#### Selected text:
As such, and as it is AESO’s responsibility to assess the reasonableness of the changes in system access, Vice Chair Michaud took the position that if the AESO did not make an assessment of the reasonableness of the request, no public interest assessment had taken place. Accordingly, as stated at paragraph 313 of the Provost Decision, she would have sent the NID requests back to the AESO, requesting that:
“the NID application incorporates an analysis of the need for the project that includes a weighing of the expected increase in reliability against the potential impacts of the project, having regard for the fact that the AESO is not required in all circumstances to respond to a SASR with a proposed transmission solution.”
On the contrary, the Majority concluded that the:
“[g]iven the legislated obligations of a DFO, the AESO is entitled to rely on a DFO to provide information about its distribution system in the course of developing a NID. The majority finds that this is an acceptable and necessary practice, in keeping with the parties’ duties under the legislative scheme. The majority agrees with the AESO’s statements that it does not have the mandate, expertise or information necessary to plan the distribution system, and the majority finds that a certain level of reliance upon DFOs is therefore required.”
While the applications were approved, the difference in opinion between Vice Chair Michaud and the Majority highlights the implicit tension between the general public interest in increasing system reliability, and the specific private interest of DFOs to expand operations. The Commission touched on this, addressing the need for all industry players to weigh in through a possible generic proceeding to discuss:
“distribution planning criteria for reliability with all stakeholders to examine DFO reliability planning criteria including, for example, the merits of probabilistic versus deterministic criteria for N-1 contingencies and the social, economic and environmental impacts to customers.”
It remains to be seen whether the AUC will commence a generic proceeding to address these issues. However, if one is commenced, the Majority has suggested that depending on its outcome, it may lead to significant changes to the regulatory landscape including potential changes to the NID applications from the AESO under the current Rule 007: Applications for Power Plants, Substations, Transmission Lines, Industrial System Designations and Hydro Developments. BLG will follow this development as it unfolds.

#### Excerpts of labeled region data:
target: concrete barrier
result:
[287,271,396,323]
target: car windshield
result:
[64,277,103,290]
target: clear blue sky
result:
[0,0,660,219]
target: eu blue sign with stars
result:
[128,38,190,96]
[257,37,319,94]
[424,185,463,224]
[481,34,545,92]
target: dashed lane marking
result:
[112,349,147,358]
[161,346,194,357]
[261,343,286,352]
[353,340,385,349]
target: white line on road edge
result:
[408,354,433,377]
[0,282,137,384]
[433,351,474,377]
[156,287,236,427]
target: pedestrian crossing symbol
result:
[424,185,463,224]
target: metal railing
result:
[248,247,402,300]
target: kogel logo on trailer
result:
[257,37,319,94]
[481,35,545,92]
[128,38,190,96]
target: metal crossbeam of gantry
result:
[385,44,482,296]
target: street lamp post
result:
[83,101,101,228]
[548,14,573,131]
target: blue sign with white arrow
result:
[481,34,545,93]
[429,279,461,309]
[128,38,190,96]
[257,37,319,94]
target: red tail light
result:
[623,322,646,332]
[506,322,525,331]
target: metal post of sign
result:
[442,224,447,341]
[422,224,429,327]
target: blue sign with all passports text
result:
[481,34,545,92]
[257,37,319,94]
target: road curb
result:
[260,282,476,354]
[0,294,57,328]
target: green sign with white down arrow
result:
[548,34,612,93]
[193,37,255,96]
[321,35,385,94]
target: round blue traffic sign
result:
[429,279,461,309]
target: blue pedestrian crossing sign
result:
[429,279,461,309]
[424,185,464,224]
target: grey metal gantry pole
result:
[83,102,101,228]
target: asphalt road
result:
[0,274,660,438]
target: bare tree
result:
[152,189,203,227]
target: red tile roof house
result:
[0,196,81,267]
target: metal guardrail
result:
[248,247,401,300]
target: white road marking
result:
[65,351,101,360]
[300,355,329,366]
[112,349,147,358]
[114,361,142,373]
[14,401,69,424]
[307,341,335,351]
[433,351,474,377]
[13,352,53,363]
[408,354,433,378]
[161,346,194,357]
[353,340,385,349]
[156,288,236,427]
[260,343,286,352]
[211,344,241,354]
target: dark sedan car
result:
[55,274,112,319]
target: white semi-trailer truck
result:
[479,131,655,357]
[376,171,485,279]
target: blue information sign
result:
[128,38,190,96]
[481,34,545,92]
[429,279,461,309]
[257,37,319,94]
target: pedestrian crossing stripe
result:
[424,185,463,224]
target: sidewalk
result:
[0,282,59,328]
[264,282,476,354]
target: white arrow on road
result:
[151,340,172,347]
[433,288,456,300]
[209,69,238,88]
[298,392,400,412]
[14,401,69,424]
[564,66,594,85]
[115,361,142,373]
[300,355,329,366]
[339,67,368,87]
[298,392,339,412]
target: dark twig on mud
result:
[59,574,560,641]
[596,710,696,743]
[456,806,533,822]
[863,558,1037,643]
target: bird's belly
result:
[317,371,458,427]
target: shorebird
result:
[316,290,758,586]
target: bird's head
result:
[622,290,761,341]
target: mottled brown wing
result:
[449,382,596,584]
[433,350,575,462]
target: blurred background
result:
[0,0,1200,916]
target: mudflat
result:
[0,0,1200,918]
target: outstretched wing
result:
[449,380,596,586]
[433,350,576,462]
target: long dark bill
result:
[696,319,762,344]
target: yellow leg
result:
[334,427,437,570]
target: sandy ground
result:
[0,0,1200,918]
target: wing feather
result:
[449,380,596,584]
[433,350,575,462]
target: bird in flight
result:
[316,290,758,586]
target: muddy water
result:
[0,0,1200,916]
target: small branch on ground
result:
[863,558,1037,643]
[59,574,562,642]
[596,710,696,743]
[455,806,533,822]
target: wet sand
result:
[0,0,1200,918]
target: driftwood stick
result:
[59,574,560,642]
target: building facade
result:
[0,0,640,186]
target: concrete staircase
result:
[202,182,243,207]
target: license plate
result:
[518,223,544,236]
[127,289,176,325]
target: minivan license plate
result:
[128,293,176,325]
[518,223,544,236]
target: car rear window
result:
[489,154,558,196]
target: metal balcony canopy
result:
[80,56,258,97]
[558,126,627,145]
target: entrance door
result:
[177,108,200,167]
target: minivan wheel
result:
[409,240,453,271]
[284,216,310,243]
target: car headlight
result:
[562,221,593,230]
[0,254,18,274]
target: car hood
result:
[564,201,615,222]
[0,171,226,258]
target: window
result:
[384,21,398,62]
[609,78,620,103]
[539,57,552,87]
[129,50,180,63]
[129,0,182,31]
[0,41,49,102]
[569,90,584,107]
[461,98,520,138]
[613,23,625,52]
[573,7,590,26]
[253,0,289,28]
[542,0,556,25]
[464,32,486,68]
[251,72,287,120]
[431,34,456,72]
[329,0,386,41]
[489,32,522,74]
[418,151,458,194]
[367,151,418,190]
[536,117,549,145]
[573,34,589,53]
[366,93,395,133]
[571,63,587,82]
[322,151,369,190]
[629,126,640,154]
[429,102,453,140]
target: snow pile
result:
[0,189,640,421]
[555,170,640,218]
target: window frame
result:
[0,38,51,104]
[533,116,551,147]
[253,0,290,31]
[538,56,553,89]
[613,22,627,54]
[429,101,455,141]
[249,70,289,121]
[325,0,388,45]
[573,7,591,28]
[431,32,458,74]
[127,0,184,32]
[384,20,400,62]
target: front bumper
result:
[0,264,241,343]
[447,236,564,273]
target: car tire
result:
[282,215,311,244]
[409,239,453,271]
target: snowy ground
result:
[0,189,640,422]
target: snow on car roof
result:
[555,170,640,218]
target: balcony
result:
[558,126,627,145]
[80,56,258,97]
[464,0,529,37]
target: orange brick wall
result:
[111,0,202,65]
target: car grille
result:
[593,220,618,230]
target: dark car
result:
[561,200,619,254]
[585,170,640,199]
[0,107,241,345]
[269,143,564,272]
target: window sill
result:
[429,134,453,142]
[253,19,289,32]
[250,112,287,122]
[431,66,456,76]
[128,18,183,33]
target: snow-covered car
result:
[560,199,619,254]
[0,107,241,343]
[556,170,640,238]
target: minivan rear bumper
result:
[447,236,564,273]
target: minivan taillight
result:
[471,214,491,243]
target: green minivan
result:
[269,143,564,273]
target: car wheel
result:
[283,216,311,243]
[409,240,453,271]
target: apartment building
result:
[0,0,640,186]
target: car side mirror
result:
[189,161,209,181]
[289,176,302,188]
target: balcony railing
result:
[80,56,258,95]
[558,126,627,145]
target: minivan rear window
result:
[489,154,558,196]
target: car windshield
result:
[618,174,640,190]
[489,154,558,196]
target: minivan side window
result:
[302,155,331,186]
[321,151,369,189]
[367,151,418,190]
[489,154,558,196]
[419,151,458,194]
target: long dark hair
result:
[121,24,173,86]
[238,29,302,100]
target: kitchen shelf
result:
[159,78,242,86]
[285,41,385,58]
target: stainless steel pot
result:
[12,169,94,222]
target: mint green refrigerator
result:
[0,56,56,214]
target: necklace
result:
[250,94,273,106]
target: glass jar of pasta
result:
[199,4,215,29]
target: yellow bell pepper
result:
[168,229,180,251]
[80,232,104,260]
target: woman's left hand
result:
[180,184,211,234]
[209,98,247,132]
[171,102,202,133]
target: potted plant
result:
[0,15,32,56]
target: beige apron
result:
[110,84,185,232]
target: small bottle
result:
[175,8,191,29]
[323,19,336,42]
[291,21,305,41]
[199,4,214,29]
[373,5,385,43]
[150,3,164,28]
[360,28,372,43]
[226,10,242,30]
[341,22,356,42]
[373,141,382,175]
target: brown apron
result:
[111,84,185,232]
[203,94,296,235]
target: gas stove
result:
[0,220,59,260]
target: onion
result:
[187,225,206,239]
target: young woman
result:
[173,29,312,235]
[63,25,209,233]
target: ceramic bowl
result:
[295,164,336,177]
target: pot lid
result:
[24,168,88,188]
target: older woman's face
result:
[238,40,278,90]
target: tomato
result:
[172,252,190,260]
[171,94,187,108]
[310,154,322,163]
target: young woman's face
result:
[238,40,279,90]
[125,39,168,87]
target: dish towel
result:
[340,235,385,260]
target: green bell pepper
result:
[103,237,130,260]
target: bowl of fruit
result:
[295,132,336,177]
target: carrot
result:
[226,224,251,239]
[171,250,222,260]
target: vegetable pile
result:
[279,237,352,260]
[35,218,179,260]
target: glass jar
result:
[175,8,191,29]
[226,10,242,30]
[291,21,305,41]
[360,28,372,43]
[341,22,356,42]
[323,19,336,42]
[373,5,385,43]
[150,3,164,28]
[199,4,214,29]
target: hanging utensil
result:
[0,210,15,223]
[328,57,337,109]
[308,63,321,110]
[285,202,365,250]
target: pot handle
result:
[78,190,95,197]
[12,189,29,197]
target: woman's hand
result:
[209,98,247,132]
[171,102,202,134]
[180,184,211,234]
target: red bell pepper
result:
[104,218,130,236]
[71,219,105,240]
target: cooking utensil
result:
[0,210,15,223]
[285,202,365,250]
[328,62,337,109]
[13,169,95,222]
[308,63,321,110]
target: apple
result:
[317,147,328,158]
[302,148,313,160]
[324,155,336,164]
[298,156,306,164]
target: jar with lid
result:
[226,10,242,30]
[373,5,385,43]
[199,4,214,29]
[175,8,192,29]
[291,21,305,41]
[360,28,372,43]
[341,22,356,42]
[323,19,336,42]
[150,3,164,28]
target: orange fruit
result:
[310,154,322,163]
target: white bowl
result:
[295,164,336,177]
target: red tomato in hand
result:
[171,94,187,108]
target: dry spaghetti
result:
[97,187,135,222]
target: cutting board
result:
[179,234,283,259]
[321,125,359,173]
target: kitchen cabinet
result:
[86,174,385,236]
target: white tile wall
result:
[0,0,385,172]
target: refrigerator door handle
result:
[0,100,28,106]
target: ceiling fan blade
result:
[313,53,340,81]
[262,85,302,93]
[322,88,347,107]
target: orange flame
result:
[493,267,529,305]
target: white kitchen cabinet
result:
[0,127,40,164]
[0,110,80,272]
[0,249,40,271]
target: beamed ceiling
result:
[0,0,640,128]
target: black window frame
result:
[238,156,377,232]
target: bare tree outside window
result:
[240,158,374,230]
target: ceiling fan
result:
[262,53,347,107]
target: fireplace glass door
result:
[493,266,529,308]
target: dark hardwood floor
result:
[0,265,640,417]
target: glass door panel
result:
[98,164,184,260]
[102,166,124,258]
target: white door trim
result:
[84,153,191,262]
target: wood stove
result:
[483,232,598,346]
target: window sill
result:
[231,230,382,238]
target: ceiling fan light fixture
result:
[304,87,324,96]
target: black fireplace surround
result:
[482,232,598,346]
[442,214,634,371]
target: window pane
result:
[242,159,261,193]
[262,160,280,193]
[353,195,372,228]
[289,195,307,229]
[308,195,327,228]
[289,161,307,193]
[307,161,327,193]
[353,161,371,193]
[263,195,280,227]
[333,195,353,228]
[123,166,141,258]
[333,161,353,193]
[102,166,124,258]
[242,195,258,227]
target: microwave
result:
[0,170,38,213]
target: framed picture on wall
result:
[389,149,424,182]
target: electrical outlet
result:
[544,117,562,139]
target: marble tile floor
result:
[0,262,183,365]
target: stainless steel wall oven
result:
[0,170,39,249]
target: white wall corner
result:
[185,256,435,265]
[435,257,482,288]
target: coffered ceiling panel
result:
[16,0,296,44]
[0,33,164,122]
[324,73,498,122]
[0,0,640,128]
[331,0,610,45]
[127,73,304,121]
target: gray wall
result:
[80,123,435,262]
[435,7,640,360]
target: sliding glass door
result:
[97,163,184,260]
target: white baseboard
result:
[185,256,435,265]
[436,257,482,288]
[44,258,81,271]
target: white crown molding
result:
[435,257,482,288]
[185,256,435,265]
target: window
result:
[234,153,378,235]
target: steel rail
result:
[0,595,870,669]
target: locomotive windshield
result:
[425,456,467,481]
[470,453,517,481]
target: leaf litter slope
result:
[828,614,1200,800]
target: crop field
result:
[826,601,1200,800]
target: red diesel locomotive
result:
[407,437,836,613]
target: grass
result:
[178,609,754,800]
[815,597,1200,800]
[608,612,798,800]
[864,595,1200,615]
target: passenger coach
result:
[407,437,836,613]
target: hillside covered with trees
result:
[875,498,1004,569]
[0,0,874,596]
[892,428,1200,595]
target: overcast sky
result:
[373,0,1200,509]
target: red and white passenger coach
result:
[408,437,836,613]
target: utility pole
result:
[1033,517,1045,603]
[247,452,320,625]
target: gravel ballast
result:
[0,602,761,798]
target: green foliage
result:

#### Prompt 1:
In the text on the Provost Decision, swap "generic proceeding" for "stakeholder consultation" and write out the passage again. Begin at the words "It remains to" and stop after "as it unfolds.".
#### Prompt 2:
In the text on the Provost Decision, what does the Majority agree the AESO lacks the mandate, expertise or information to plan?
#### Prompt 3:
What comes next in the text on the Provost Decision? Continue it from its final sentence.

#### Right answer 1:
It remains to be seen whether the AUC will commence a stakeholder consultation to address these issues. However, if one is commenced, the Majority has suggested that depending on its outcome, it may lead to significant changes to the regulatory landscape including potential changes to the NID applications from the AESO under the current Rule 007: Applications for Power Plants, Substations, Transmission Lines, Industrial System Designations and Hydro Developments. BLG will follow this development as it unfolds.

#### Right answer 2:
The distribution system.

#### Right answer 3:
7. AUC and EPCOR Water Services Inc. — uncertainty in the application of market rules for self-generators
On February 20, 2019, the AUC approved an application by EPCOR Water Services Inc. (EPCOR) under the Hydro and Electric Energy Act (HEEA) to construct and operate a 45,000 panel, 12 MW solar power plant at its EL Smith water treatment plant in Edmonton’s North Saskatchewan Valley (the Solar Plant). The Solar Plant will provide electricity for EPCOR’s water treatment plant, which will use approximately 70per cent of the Solar Plant’s generation, with the remaining 30 per cent to be exported from the site and sold into Alberta’s wholesale electricity market. Various environmental, zoning, and community considerations arose, with the Commission finding that they were properly mitigated, or in any event, in the public interest. Ultimately, it was EPCOR’s request to interconnect the power plant (Connection Application) to the Alberta Interconnected Electric System (AIES) that had the surprising potential to influence both past and future owners of on-site generation in Alberta.
EPCOR’s connection application
By way of background, sections 18(2) and 101(1) of the Electric Utilities Act require all electricity entering or leaving the AIES to be exchanged through the Power Pool of Alberta (Must Offer Rule), and for persons to only obtain electricity through the electric distribution utility holding the service area in which the person’s site is located. Exemptions for self-generated electricity exist for those intending to use it privately. EPCOR applied for authorization to be exempted under Section 2(1)(b) of the EUA which states that the EUA does not apply to “electric energy produced on property of which a person is the owner or a tenant, and consumed solely by that person and solely on that property.”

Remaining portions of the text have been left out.